Work instruction: Omit every picture and write out the rest of the records exactly.

§ §

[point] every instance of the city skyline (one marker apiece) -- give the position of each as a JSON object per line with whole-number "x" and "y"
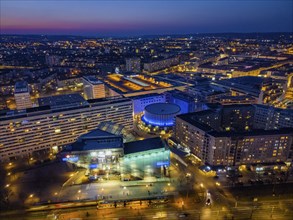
{"x": 125, "y": 18}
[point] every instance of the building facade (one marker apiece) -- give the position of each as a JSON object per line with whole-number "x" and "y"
{"x": 133, "y": 65}
{"x": 140, "y": 102}
{"x": 22, "y": 95}
{"x": 25, "y": 132}
{"x": 236, "y": 142}
{"x": 93, "y": 88}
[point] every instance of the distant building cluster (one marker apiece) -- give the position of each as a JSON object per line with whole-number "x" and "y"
{"x": 237, "y": 134}
{"x": 226, "y": 99}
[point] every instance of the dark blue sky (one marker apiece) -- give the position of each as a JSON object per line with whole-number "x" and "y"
{"x": 90, "y": 17}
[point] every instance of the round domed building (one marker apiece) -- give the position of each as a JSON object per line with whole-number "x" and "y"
{"x": 160, "y": 116}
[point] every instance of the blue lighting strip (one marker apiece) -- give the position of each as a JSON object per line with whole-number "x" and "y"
{"x": 156, "y": 123}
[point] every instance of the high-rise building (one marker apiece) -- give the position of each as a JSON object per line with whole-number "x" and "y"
{"x": 229, "y": 136}
{"x": 57, "y": 123}
{"x": 22, "y": 95}
{"x": 93, "y": 88}
{"x": 52, "y": 60}
{"x": 133, "y": 65}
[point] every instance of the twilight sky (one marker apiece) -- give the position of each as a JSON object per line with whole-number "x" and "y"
{"x": 133, "y": 17}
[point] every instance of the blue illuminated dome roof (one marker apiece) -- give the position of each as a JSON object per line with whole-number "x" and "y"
{"x": 160, "y": 114}
{"x": 163, "y": 109}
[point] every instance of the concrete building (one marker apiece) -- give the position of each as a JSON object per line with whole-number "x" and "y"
{"x": 49, "y": 127}
{"x": 140, "y": 102}
{"x": 22, "y": 95}
{"x": 104, "y": 154}
{"x": 161, "y": 64}
{"x": 182, "y": 99}
{"x": 133, "y": 65}
{"x": 231, "y": 136}
{"x": 93, "y": 88}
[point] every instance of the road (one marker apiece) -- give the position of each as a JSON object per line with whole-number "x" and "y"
{"x": 259, "y": 211}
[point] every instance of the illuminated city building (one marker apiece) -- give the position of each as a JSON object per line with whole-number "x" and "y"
{"x": 133, "y": 65}
{"x": 51, "y": 126}
{"x": 234, "y": 135}
{"x": 140, "y": 102}
{"x": 160, "y": 114}
{"x": 93, "y": 88}
{"x": 138, "y": 84}
{"x": 161, "y": 64}
{"x": 158, "y": 118}
{"x": 182, "y": 99}
{"x": 52, "y": 60}
{"x": 22, "y": 95}
{"x": 103, "y": 153}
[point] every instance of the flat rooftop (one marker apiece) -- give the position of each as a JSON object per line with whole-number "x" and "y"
{"x": 143, "y": 145}
{"x": 21, "y": 87}
{"x": 137, "y": 83}
{"x": 60, "y": 101}
{"x": 93, "y": 80}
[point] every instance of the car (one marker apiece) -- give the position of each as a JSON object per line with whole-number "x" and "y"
{"x": 208, "y": 202}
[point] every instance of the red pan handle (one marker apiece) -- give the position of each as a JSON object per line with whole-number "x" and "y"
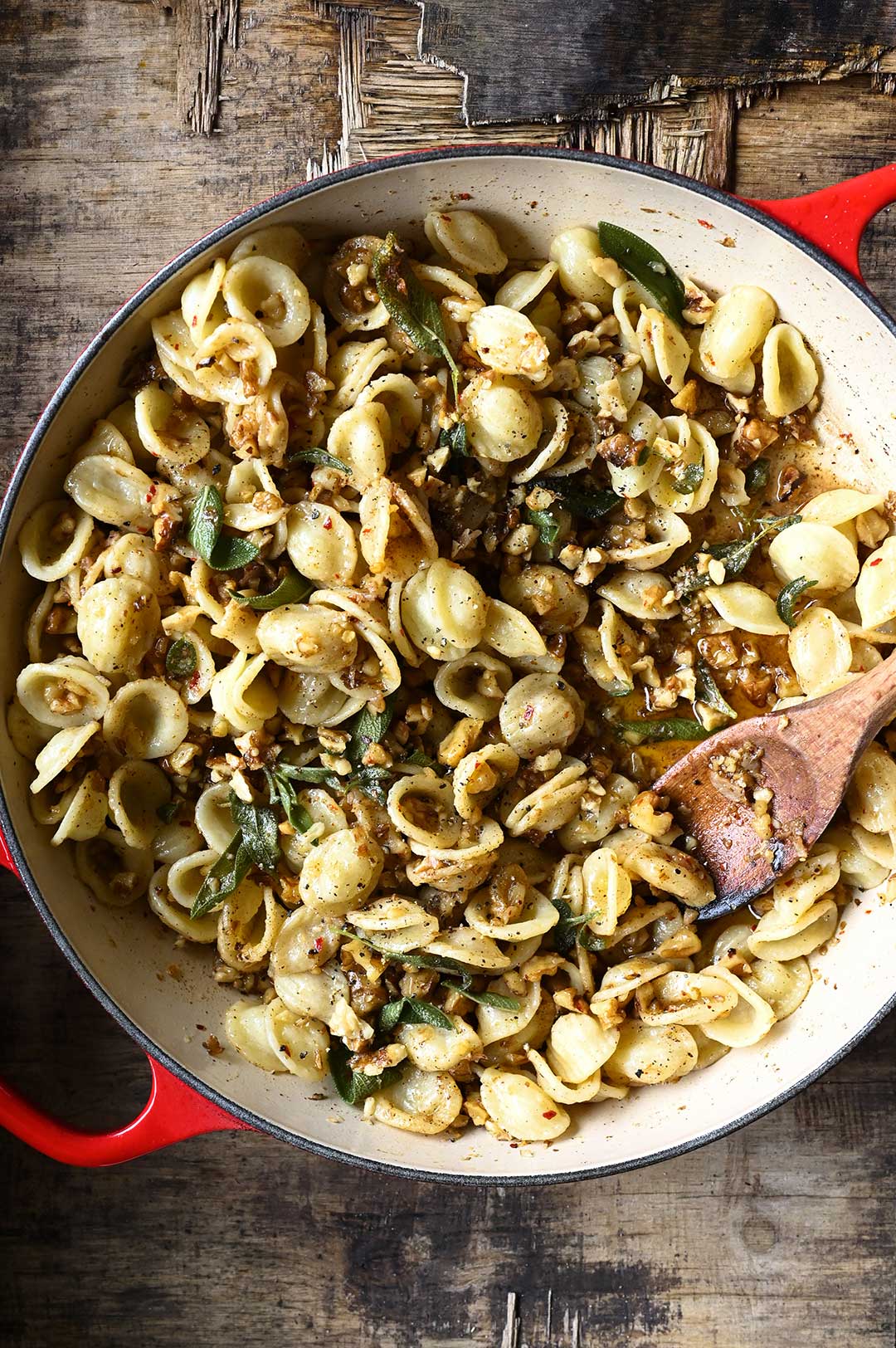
{"x": 835, "y": 218}
{"x": 173, "y": 1112}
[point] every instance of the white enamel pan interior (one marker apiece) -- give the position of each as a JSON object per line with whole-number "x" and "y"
{"x": 528, "y": 196}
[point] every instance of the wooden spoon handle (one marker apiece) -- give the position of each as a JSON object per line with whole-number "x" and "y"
{"x": 863, "y": 706}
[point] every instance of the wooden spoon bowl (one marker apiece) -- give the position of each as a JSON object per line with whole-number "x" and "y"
{"x": 803, "y": 755}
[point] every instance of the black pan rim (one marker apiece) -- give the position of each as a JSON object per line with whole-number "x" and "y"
{"x": 32, "y": 445}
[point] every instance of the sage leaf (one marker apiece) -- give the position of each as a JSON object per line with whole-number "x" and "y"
{"x": 455, "y": 440}
{"x": 485, "y": 999}
{"x": 408, "y": 302}
{"x": 788, "y": 596}
{"x": 548, "y": 526}
{"x": 313, "y": 775}
{"x": 667, "y": 728}
{"x": 688, "y": 477}
{"x": 204, "y": 533}
{"x": 580, "y": 501}
{"x": 228, "y": 872}
{"x": 354, "y": 1087}
{"x": 734, "y": 555}
{"x": 291, "y": 589}
{"x": 645, "y": 265}
{"x": 412, "y": 1011}
{"x": 567, "y": 929}
{"x": 756, "y": 476}
{"x": 282, "y": 792}
{"x": 368, "y": 728}
{"x": 258, "y": 829}
{"x": 207, "y": 518}
{"x": 181, "y": 659}
{"x": 232, "y": 554}
{"x": 321, "y": 457}
{"x": 709, "y": 691}
{"x": 373, "y": 781}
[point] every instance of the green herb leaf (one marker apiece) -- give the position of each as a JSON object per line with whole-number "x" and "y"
{"x": 408, "y": 302}
{"x": 756, "y": 476}
{"x": 181, "y": 659}
{"x": 667, "y": 728}
{"x": 788, "y": 596}
{"x": 321, "y": 457}
{"x": 291, "y": 589}
{"x": 412, "y": 1011}
{"x": 734, "y": 555}
{"x": 259, "y": 831}
{"x": 356, "y": 1087}
{"x": 368, "y": 728}
{"x": 688, "y": 477}
{"x": 207, "y": 516}
{"x": 373, "y": 781}
{"x": 419, "y": 759}
{"x": 709, "y": 691}
{"x": 204, "y": 534}
{"x": 455, "y": 440}
{"x": 282, "y": 792}
{"x": 580, "y": 501}
{"x": 313, "y": 775}
{"x": 485, "y": 999}
{"x": 548, "y": 526}
{"x": 442, "y": 964}
{"x": 565, "y": 931}
{"x": 228, "y": 872}
{"x": 232, "y": 554}
{"x": 645, "y": 266}
{"x": 615, "y": 688}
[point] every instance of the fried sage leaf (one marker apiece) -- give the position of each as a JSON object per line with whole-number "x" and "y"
{"x": 321, "y": 457}
{"x": 222, "y": 553}
{"x": 354, "y": 1087}
{"x": 181, "y": 659}
{"x": 666, "y": 728}
{"x": 412, "y": 1011}
{"x": 580, "y": 501}
{"x": 408, "y": 302}
{"x": 709, "y": 691}
{"x": 291, "y": 589}
{"x": 645, "y": 265}
{"x": 788, "y": 596}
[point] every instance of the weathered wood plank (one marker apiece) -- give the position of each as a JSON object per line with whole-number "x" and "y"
{"x": 541, "y": 60}
{"x": 783, "y": 1233}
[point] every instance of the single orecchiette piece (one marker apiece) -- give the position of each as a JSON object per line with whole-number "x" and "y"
{"x": 738, "y": 326}
{"x": 118, "y": 623}
{"x": 520, "y": 1108}
{"x": 397, "y": 535}
{"x": 466, "y": 239}
{"x": 539, "y": 713}
{"x": 444, "y": 609}
{"x": 53, "y": 540}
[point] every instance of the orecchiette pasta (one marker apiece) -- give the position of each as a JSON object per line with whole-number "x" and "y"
{"x": 367, "y": 622}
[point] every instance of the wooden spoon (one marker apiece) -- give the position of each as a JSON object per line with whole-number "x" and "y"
{"x": 806, "y": 755}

§ §

Solution to this exercise:
[point] every instance of the city skyline (one marker apiece) -- give the position of each as a JSON object per line with whole-number "x" and "y"
{"x": 125, "y": 18}
[point] every instance of the building facade (one marker apiece) -- give the position of each as a JSON object per line with whole-number "x" and "y"
{"x": 133, "y": 65}
{"x": 140, "y": 102}
{"x": 22, "y": 95}
{"x": 25, "y": 132}
{"x": 236, "y": 142}
{"x": 93, "y": 88}
[point] every instance of the distant building cluster (one marker apiece) -- give the position of each as a JSON object per line with whole-number "x" and "y"
{"x": 237, "y": 134}
{"x": 226, "y": 99}
[point] every instance of the dark blue sky (one marker apiece) -- give the position of each as a JSON object per line with whole-number "x" and "y"
{"x": 90, "y": 17}
[point] every instance of the round domed building (one marker apiece) -- give the position of each as a JSON object per line with whole-number "x" and "y"
{"x": 160, "y": 116}
[point] every instance of the blue lighting strip (one marker apiece) -- give the position of each as a JSON object per line with whole-number "x" and "y"
{"x": 156, "y": 123}
[point] every instance of the high-rise building (one marker apiece) -- give the position of each as a JSON object per line with whole-number "x" and "y"
{"x": 229, "y": 136}
{"x": 57, "y": 123}
{"x": 22, "y": 95}
{"x": 93, "y": 88}
{"x": 52, "y": 60}
{"x": 133, "y": 65}
[point] every instance of the twilight sky (one marker apiece) -- give the position of each as a JSON object per line with whole-number "x" and "y"
{"x": 133, "y": 17}
[point] every instance of the blue illuminated dome roof (one marker apiece) -- give the position of each as a JSON object per line with whole-number "x" and "y"
{"x": 160, "y": 114}
{"x": 163, "y": 109}
[point] every instance of the concrete building (one marker apiece) -- give the position of each as a JSON object per line with whole-number "x" and "y"
{"x": 49, "y": 127}
{"x": 140, "y": 102}
{"x": 22, "y": 95}
{"x": 104, "y": 154}
{"x": 161, "y": 64}
{"x": 182, "y": 99}
{"x": 133, "y": 65}
{"x": 231, "y": 136}
{"x": 93, "y": 88}
[point] every instance of the road (one marker apiece) -- give the position of each as a JSON object per line with whole-number "x" and "y"
{"x": 259, "y": 211}
[point] every instance of the illuminated city building (one marker apiece) -- give the position of each as a JSON object per line with whole-number "x" and "y"
{"x": 133, "y": 65}
{"x": 51, "y": 126}
{"x": 234, "y": 135}
{"x": 140, "y": 102}
{"x": 160, "y": 114}
{"x": 93, "y": 88}
{"x": 138, "y": 84}
{"x": 161, "y": 64}
{"x": 158, "y": 118}
{"x": 182, "y": 99}
{"x": 52, "y": 60}
{"x": 22, "y": 95}
{"x": 103, "y": 153}
[point] every instance of the flat rooftop (one marker apiece) -- give the position of each as a JSON object per line with whole-number "x" and "y"
{"x": 143, "y": 145}
{"x": 21, "y": 87}
{"x": 137, "y": 83}
{"x": 60, "y": 101}
{"x": 93, "y": 80}
[point] every instance of the car (one marker apiece) -- give the position of each as a JSON object per line with whole-number "x" and "y"
{"x": 208, "y": 202}
[point] every instance of the red pan handle (one marker apiece) -- give the position of each as a JSON object per line with whole-number "x" and "y"
{"x": 835, "y": 218}
{"x": 173, "y": 1112}
[point] every instance of the white enamel pan interior (one marker apiece) -- give the position of each as a JSON object per line with whole-number "x" and "y"
{"x": 528, "y": 196}
[point] every instance of the wooden spoon handle (one marker apiece) -- give the position of each as a JSON object per line with whole-number "x" and "y"
{"x": 863, "y": 706}
[point] every instance of the wooden spoon bowl (one marker apiece) -- give the position of each as a JSON object per line with whole-number "x" and "y"
{"x": 803, "y": 755}
[point] every instance of the black pan rim (one marker apiece) -- give the position of each as a JSON object per line with whole-number "x" and "y"
{"x": 32, "y": 445}
[point] every instance of the sage leaf (one marker apiece) -- give the position of each as a JSON object per line with whole-number "x" and "y"
{"x": 455, "y": 440}
{"x": 485, "y": 999}
{"x": 408, "y": 302}
{"x": 788, "y": 596}
{"x": 548, "y": 526}
{"x": 313, "y": 775}
{"x": 667, "y": 728}
{"x": 688, "y": 477}
{"x": 204, "y": 533}
{"x": 580, "y": 501}
{"x": 228, "y": 872}
{"x": 354, "y": 1087}
{"x": 734, "y": 555}
{"x": 291, "y": 589}
{"x": 645, "y": 265}
{"x": 412, "y": 1011}
{"x": 567, "y": 929}
{"x": 756, "y": 476}
{"x": 282, "y": 792}
{"x": 368, "y": 728}
{"x": 258, "y": 829}
{"x": 207, "y": 518}
{"x": 181, "y": 659}
{"x": 232, "y": 554}
{"x": 321, "y": 457}
{"x": 709, "y": 691}
{"x": 373, "y": 781}
[point] every instance of the green herb leaf (one marker apiece) -- give the position of each as a JSON object per line with whole-number "x" and "y"
{"x": 408, "y": 302}
{"x": 756, "y": 476}
{"x": 181, "y": 659}
{"x": 667, "y": 728}
{"x": 788, "y": 596}
{"x": 321, "y": 457}
{"x": 291, "y": 589}
{"x": 412, "y": 1011}
{"x": 734, "y": 555}
{"x": 259, "y": 831}
{"x": 356, "y": 1087}
{"x": 368, "y": 728}
{"x": 688, "y": 477}
{"x": 207, "y": 516}
{"x": 373, "y": 781}
{"x": 419, "y": 759}
{"x": 709, "y": 691}
{"x": 204, "y": 534}
{"x": 455, "y": 440}
{"x": 282, "y": 792}
{"x": 580, "y": 501}
{"x": 313, "y": 775}
{"x": 485, "y": 999}
{"x": 548, "y": 526}
{"x": 442, "y": 964}
{"x": 565, "y": 931}
{"x": 228, "y": 872}
{"x": 232, "y": 554}
{"x": 645, "y": 266}
{"x": 615, "y": 688}
[point] every instance of the fried sage leaf (one marker apiece) -- give the position of each as a JSON object per line with whole-number "x" and "y"
{"x": 321, "y": 457}
{"x": 222, "y": 553}
{"x": 354, "y": 1087}
{"x": 181, "y": 659}
{"x": 666, "y": 728}
{"x": 412, "y": 1011}
{"x": 580, "y": 501}
{"x": 408, "y": 302}
{"x": 709, "y": 691}
{"x": 291, "y": 589}
{"x": 645, "y": 265}
{"x": 788, "y": 596}
[point] every instance of the weathered wood plank (one marker apiece) -- give the position of each as a JSON object per line with whole-number "x" and "y"
{"x": 541, "y": 60}
{"x": 783, "y": 1233}
[point] every instance of the single orecchiette piece (one marker apiece) -- give the position of each as a JSON object per line with whole-number "x" and "y"
{"x": 738, "y": 326}
{"x": 118, "y": 623}
{"x": 520, "y": 1108}
{"x": 397, "y": 535}
{"x": 466, "y": 239}
{"x": 539, "y": 713}
{"x": 444, "y": 609}
{"x": 53, "y": 540}
[point] every instance of the orecchiette pasta (one marker apiece) -- give the position of each as a JSON object per line with whole-number "x" and "y"
{"x": 367, "y": 622}
[point] every instance of the wooden spoon (one marker apiece) -- give the position of each as a JSON object per line with whole-number "x" and "y"
{"x": 806, "y": 755}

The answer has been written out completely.